## Reading passage
More than 100 city, state, county and other local law enforcement officers swarmed to the scene of the shooting in front of a weather-beaten two-family home in Utica's crime-ridden Cornhill neighborhood.
State troopers and officers from the Oneida County Sheriff's Department were at the scene Friday helping the search, pelted by rain and sleet as they went door-to-door looking for leads on a windy and bitter spring day.
"You have a jigsaw puzzle with a million pieces," Pylman said. "It's a complex investigation. There are just too many unanswered questions."
"There are suspects," Utica Public Safety Commissioner Philip Taurisano added. "We're just narrowing down who was in the area."
Lindsey is the first city police officer killed while on duty since John Creedon was fatally wounded with a .35-caliber Colt pistol in 1916. Pylman said he had no idea what prompted Thursday night's shooting and said no weapon had been found.
Pylman said the FBI has offered a $25,000 reward for the arrest of suspects responsible for Lindsey's death.

## Tasks to complete
**A.** Duplicate the part of the Utica shooting report between "Lindsey is the" and "for Lindsey's death.", inclusive.
**B.** Answer these questions from the Utica shooting report:
(i) How many law enforcement officers came to the scene of the shooting?
(ii) Who was the city police officer fatally wounded in 1916?
(iii) What reward did the FBI offer?
**C.** Name every person mentioned in the Utica shooting report.
The lines placed after this report have no connection to it.

## Information provided
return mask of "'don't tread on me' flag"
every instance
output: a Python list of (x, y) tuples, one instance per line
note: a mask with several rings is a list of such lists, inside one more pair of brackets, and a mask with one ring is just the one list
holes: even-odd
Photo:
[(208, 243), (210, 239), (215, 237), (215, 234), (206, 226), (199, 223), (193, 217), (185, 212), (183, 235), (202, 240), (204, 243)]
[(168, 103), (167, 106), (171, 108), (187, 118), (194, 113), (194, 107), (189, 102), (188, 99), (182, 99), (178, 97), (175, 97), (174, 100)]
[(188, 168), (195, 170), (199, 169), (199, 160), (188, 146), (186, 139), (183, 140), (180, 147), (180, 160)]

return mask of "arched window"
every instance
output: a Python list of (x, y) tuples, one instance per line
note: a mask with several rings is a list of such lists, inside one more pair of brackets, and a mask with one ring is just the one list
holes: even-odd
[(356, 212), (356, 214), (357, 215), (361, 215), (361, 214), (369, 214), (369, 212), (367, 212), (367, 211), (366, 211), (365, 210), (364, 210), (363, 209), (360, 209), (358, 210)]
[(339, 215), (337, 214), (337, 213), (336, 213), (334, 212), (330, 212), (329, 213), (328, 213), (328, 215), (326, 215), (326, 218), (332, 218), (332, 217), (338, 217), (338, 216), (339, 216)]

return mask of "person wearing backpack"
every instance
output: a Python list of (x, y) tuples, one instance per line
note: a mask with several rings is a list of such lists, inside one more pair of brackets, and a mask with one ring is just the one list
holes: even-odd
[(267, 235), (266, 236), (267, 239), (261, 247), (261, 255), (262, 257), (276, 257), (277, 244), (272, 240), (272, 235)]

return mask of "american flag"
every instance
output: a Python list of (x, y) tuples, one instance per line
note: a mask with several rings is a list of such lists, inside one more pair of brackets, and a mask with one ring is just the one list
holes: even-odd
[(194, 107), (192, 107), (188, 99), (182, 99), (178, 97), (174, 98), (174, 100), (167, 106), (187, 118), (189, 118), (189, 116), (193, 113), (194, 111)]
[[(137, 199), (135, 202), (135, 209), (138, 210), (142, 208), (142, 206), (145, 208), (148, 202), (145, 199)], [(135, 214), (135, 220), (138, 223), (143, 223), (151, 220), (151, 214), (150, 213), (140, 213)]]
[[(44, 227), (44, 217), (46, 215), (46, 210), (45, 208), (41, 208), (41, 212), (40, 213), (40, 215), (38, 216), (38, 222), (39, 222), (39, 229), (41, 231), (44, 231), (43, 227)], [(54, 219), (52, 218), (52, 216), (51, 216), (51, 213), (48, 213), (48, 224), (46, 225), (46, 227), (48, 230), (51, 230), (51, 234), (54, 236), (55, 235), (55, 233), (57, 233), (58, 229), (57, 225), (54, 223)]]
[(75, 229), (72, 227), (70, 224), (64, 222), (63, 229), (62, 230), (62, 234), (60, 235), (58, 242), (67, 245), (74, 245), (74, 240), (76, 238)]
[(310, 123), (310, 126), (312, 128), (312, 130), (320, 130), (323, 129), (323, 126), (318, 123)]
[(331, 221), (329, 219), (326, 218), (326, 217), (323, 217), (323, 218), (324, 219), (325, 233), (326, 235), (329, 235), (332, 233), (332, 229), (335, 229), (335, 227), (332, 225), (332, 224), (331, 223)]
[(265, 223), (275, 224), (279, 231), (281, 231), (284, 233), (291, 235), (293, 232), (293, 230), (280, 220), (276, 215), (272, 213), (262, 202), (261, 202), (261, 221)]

## Task-by-task outputs
**A.**
Lindsey is the first city police officer killed while on duty since John Creedon was fatally wounded with a .35-caliber Colt pistol in 1916. Pylman said he had no idea what prompted Thursday night's shooting and said no weapon had been found.
Pylman said the FBI has offered a $25,000 reward for the arrest of suspects responsible for Lindsey's death.

**B.**
(i) More than 100.
(ii) John Creedon.
(iii) $25,000 for the arrest of suspects responsible for Lindsey's death.

**C.** Pylman, Philip Taurisano, Lindsey, John Creedon